## Excerpt provided

==*==

Quickstart

To get you started, here’s an annotated, fully-functional example that demonstrates a standard usage pattern for kdeLF. I will generate a synthetic dataset (or called simulated sample) from a known luminosity function (LF), and then apply kdeLF to it.

Monte Carlo sampling from a known LF

The differential LF of a sample of objects is defined as the number of objects per unit comoving volume per unit luminosity interval,

\[ \phi(\mathcal{L},z)=\frac{d^{2}N}{dVd\mathcal{L}}, \]

where \(z\) denotes redshift and \(\mathcal{L}\) denotes the luminosity. Due to the typically large span of the luminosities, it is often defined in terms of \(\log \mathcal{L}\),

\[ \phi(L,z)=\frac{d^{2}N}{dVdL}, \]

where \(L\equiv \log \mathcal{L}\) denotes the logarithm of luminosity. Our input LF has a pure density evolution form, with the density evolution function of

\[ e(z)=p_0\left[\left(\frac{1+z_c}{1+z}\right)^{p_1} + \left(\frac{1+z_c}{1+z}\right)^{p_2}\right]^{-1}, \]

where \(p_0\) is the normalized parameter of \(e(z)\) given by

\[ p_0=\left[(1+z_c)^{p_1}+(1+z_c)^{p_2}\right], \]

and

\[ \phi(L,z)=n_0e(z)\left(\frac{10^L}{L_*}\right)^{-\alpha}\exp\left[-\left(\frac{10^L}{L_*}\right)^{\beta}\right]. \]

In the above equations, \(z_c\)=2.0, \(p_1\)=1.5, \(p_2\)=\(-5\), \(L_*\)=\(10^{25}\), \(n_0\)=\(10^{-5}\), \(\alpha\)=0.75, \(\beta\)=0.3, are free parameters. The users may change the parameter values, or even provide a quite different form of input LF for the Monte Carlo sampling.

==*==

## Supplied entries
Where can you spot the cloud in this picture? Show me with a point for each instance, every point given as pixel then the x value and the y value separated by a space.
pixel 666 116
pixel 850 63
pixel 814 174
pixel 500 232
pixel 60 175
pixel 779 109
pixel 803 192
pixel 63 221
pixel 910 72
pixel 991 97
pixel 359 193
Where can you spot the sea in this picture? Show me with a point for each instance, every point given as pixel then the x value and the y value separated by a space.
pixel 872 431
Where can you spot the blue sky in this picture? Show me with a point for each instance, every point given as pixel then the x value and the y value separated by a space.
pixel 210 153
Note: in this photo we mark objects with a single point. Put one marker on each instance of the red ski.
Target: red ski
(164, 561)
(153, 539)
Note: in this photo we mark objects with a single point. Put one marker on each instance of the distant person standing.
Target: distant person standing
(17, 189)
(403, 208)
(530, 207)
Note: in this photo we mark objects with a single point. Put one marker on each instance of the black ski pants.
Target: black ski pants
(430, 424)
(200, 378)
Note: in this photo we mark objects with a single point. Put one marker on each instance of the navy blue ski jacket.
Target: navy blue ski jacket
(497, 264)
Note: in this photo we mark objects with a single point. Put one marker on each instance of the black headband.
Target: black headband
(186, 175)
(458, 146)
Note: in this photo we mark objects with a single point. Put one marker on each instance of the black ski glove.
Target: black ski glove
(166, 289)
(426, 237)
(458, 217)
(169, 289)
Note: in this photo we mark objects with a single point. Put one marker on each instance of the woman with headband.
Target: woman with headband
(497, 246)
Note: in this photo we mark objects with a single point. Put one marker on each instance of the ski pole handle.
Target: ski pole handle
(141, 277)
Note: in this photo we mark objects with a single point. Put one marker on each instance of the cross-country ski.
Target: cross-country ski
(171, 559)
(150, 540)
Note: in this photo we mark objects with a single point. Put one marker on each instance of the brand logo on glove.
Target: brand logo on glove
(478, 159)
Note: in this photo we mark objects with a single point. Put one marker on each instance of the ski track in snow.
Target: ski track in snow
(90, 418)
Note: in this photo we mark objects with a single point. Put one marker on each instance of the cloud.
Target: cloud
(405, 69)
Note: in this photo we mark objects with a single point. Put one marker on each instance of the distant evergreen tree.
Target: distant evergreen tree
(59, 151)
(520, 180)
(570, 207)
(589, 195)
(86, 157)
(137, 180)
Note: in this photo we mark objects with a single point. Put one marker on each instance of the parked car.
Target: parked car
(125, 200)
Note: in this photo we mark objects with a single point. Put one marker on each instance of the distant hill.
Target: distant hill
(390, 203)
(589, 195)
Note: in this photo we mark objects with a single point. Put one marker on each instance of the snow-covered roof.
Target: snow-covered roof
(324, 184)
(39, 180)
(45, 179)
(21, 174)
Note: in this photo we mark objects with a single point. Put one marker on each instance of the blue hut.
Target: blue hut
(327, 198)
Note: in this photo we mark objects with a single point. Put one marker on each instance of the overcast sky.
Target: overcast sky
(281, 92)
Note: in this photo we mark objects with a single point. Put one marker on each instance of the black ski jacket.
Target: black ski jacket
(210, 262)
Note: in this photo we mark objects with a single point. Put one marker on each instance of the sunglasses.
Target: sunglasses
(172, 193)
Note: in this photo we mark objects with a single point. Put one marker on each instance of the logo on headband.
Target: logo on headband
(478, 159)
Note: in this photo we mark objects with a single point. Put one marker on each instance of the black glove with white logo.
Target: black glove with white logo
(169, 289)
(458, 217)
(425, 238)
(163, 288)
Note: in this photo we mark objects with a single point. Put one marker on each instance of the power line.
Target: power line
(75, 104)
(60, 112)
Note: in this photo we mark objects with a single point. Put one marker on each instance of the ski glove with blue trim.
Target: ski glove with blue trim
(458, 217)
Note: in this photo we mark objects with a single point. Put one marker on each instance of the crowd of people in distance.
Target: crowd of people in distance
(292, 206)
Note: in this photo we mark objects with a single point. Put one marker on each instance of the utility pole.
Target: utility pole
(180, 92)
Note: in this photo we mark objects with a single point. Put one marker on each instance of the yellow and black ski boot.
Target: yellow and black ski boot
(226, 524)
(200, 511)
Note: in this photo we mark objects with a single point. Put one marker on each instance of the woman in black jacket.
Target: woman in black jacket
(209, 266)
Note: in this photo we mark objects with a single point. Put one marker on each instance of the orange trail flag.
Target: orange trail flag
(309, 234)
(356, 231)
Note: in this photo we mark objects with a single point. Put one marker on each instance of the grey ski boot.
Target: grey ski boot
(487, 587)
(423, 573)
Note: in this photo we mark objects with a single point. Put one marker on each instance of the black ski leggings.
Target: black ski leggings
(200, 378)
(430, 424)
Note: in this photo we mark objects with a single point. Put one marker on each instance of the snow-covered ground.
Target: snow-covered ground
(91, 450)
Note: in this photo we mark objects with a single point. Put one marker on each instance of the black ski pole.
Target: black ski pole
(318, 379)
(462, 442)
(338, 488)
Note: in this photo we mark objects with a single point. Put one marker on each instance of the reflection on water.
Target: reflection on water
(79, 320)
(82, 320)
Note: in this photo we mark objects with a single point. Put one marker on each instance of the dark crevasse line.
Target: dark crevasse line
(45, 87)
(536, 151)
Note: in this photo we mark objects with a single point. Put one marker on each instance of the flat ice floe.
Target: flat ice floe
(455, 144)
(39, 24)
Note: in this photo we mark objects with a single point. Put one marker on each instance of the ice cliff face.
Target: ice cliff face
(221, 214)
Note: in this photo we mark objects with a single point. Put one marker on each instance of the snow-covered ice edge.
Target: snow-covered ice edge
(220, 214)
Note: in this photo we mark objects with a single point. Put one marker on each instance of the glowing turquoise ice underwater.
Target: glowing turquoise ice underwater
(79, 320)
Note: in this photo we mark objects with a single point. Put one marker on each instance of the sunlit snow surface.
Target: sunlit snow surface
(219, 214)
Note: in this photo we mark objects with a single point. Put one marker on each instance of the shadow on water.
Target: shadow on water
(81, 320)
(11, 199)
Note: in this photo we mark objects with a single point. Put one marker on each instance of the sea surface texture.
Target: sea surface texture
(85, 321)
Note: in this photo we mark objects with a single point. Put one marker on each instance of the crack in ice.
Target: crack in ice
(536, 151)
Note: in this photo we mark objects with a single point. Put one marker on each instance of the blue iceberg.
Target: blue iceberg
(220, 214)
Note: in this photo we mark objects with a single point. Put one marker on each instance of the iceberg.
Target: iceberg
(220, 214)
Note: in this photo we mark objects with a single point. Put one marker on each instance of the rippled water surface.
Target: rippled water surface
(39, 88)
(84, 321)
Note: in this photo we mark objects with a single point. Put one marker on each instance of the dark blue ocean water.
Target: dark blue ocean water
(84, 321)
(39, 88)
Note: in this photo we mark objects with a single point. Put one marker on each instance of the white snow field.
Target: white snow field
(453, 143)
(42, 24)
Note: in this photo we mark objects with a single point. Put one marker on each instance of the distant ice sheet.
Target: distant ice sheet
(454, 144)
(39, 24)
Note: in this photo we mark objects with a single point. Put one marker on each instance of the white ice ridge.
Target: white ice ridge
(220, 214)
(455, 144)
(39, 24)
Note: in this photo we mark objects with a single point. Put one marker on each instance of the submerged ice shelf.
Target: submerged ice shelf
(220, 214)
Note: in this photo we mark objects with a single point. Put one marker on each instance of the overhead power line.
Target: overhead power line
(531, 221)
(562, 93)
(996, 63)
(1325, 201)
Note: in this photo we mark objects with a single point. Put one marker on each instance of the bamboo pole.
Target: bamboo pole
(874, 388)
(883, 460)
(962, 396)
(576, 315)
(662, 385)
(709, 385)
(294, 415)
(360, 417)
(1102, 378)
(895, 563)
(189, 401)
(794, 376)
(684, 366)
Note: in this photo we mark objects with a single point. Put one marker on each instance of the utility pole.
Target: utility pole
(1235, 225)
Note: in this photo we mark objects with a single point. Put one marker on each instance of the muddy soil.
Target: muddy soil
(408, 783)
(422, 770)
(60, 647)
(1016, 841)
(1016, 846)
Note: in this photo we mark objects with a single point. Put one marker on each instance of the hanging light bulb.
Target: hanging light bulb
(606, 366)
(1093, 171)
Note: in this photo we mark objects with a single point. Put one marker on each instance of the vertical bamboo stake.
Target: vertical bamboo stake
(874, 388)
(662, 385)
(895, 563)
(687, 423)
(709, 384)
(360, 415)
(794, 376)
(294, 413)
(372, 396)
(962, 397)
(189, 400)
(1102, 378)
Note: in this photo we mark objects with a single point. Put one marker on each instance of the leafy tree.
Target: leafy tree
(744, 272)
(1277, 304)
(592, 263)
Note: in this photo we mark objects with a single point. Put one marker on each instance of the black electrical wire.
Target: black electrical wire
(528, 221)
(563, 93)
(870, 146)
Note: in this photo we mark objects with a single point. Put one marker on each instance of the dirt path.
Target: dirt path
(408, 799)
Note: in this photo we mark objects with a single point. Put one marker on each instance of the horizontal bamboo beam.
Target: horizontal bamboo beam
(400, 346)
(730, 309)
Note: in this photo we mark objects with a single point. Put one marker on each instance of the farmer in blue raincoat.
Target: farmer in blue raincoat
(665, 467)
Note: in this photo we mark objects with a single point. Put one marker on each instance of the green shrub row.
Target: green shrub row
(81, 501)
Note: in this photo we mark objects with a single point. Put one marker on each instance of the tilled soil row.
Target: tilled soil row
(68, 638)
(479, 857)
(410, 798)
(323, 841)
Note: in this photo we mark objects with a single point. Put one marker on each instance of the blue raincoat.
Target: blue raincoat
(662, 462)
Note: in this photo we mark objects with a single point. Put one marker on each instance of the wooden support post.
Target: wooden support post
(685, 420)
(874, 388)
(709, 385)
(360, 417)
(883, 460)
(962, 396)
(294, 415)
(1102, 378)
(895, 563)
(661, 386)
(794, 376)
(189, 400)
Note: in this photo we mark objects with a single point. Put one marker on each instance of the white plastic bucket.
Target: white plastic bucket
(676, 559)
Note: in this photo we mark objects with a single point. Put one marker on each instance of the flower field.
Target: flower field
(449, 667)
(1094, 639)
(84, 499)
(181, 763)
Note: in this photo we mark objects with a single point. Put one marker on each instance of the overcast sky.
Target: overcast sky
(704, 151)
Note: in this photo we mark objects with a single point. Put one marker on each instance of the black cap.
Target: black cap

==*==

## Goal of the exercise
Write the next few paragraphs of the kdeLF quickstart text, starting right after its final sentence.

## Result
The first thing that we need to do is import the necessary modules:

import matplotlib.pyplot as plt
import numpy as np
import math
from scipy.integrate import dblquad
from scipy.integrate import quad
from scipy.optimize import minimize_scalar
from tqdm import tqdm

Then, we’ll code up a Python function that returns the density evolution function \(e(z)\) and the input (true) LF \(\phi(L,z)\), called phi_true:

zc,p1,p2,L0,n0,alpha,beta=2.0,2.0,-4.5,25.0,-5.0,0.75,0.30

def e(z):
    rho=1.0/( ((1+zc)/(1+z))**p1 + ((1+zc)/(1+z))**p2 ) * ( ((1+zc)/(1+0.0))**p1 + ((1+zc)/(1+0.0))**p2)
    return rho
    
def phi_true(z,L):
    L_z=10**L0
    rho=10**n0 * (10**L/L_z)**(-alpha)*np.exp(-(10**L/L_z)**beta) * e(z)
    return rho

Then, we’ll code up a Python function that returns the truncation boundary \(f_{\mathrm{lim}}(z)\) of the sample, called f_lim. Here we consider the case for the common flux-limited samples, \(f_{\mathrm{lim}}(z)\) is given by

\[ f_{\mathrm{lim}}(z)=4\pi d_L^{2}(z)(1/K(z))F_{\mathrm{lim}}, \]

where \(d_L(z)\) is the luminosity distance, \(F_{\mathrm{lim}}\) is the survey flux limit, and \(K(z)\) represents the \(K\)-correction.

flux,spectral_index= 0.001,0.75
H0,Om0 = 70, 0.3 
Mpc=3.08567758E+022 
c=299792.458
from astropy.cosmology import FlatLambdaCDM
cosmo = FlatLambdaCDM(H0=H0, Om0=Om0)
## your own f_lim function : 
def f_lim(z):
    St=flux
    dist=cosmo.luminosity_distance(z)
    ans=dist.value
    return np.log10(4*np.pi*(ans*Mpc)**2*St*1E-26/(1.0+z)**(1.0-spectral_index))

Set the redshift and luminosity ranges, as well as the desired sample size for the simulated sample:

z1,z2,L1,L2=0.0,6.0,22.0,30.0
ndata=8000
#The actual sample size of the simulated sample will not exactly equals to ndata, but should be very close.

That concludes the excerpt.